**PASSAGE GIVEN**
============

Maybe, but I dont think its too hard to understand a basketball schedule and thats essentially what this is.

You play 3-4 set teams every year, a "permanent rivalry pod" if you will, (for UGA that would probably be UF/USC/AU and then one more if it were 4) and then just rotate through the other 5 games. You get to play everyone home and away in 3-4 years allowing the best of both a large and small conference.
(05-14-2014 09:10 AM)Lurker Above Wrote: [ -> ]
(05-14-2014 09:06 AM)10thMountain Wrote: [ -> ]
(05-14-2014 08:44 AM)TexanMark Wrote: [ -> ]A good idea if used sparingly. I really think going to no set divisions is the best answer.

This. Solves the problem rather easily.

I agree on the logic but you and frank may be underestimating the confusion this would cause to the casual fan. It also feeds the "conference can be too big" narrative, which I do not believe is useful to a 14 team conference.

How did they go undefeated in conference we beat them?
Big Sky allows OOC games vs conference teams .
This sounds pretty idiotic. You mean to tell me you can't find an acceptable solution to play a schedule involving all the teams in your conference in a reasonable timeframe? If not, then what in the heck are you doing as a conference?
(05-14-2014 09:16 AM)10thMountain Wrote: [ -> ]Maybe, but I dont think its too hard to understand a basketball schedule and thats essentially what this is.

You play 3-4 set teams every year, a "permanent rivalry pod" if you will, (for UGA that would probably be UF/USC/AU and then one more if it were 4) and then just rotate through the other 5 games. You get to play everyone home and away in 3-4 years allowing the best of both a large and small conference.

For 8 games: A 3-5-5 (no divisions) is the best solution I've seen for 14 team conferences

I think scheduling a conference school to an OOC is a last resort thing...I'd rather see a school from another conference.
(05-14-2014 09:00 AM)Frank the Tank Wrote: [ -> ]Perfectly fine with me. It resolves the issue of not being too restrictive on schools that have valuable non-conference rivalries (i.e. FSU/UF, Clemson/South Carolina, etc.), but allowing others to play their non-conference mates more often if they choose to do so. From a financial perspective, it also creates more TV inventory for the conferences.

For years -- actually decades -- SEC football-schedules were set up by each individual school, not by the league. So you had some schools play 6 conferences games, some 7, and -- once in a while -- one of the centrally-located teams like Alabama or Ole Miss would even play 8.

In spite of the statistical imbalance, somehow the world didn't stop.
I think the CFP should mandate 10 Power 5 games per year. Period.

The Big Ten can play 9 conference games...and then 1 OOC Power 5 game...and two cream puffs.

The ACC and SEC can play their 8 conference games...but then for goodness sakes!!!...play 2 other Power 5 teams OOC. I understand that many of those games are fixed already (UGA/GaTech, UF/FSU, SoCar/Clem, etc)...but don't patronized everyone and say you'll only play 1 other Power 5 school.

The real sticking point isn't difficulty of schedule--it's home games. For the schools that MUST have 7 home games, this "10 game Power 5 schedule" is perfect.

============

**AVAILABLE DATA**
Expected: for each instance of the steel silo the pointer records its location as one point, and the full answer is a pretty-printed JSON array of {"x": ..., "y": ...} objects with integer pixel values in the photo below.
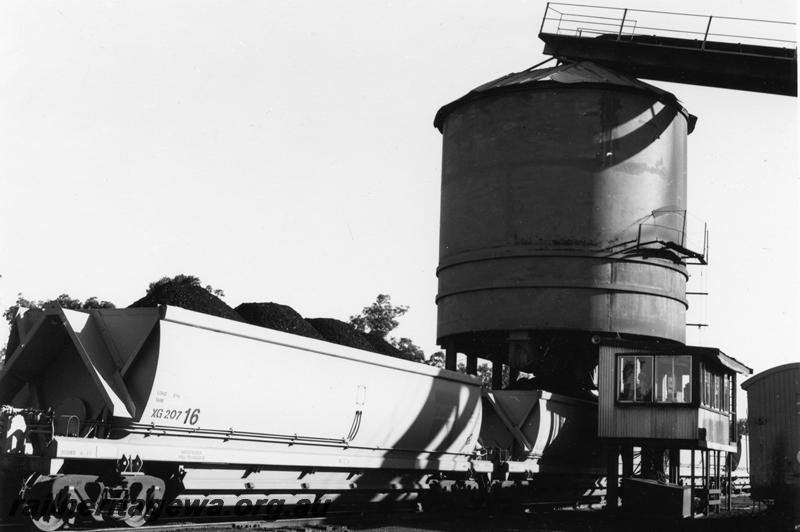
[{"x": 563, "y": 210}]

============

**TASK STATEMENT**
Pick up the forum thread on college football scheduling after its final sentence and carry it forward. The listing has no connection to the forum thread on college football scheduling.

**WRITTEN RESPONSE**
In the years that Big Ten schools have 5 away games, they can have all three OOC games at home (including their home-away series with their Power 5 opponent). This works for the SEC too...in years that UGA plays away at GaTech (technically 5 away game FIXED on their schedule when added to the 4 SEC away games)...they can play their other OOC game at home (the home portion of a home-away).

Will it get messy for scheduling? Sure. But it's very, very do-able.
This would not be new to the Big Ten.

I believe Michigan played Minnesota in the 80's as a non-conference game. Someone mentioned a while back on another board that other Big Ten teams have found themselves in a scheduling hole on the same date and then scheduled each other.

Financially I could see playing at Michigan to be a reasonable substitute to losing a home game.
(05-14-2014 09:16 AM)10thMountain Wrote: [ -> ]Maybe, but I dont think its too hard to understand a basketball schedule and thats essentially what this is.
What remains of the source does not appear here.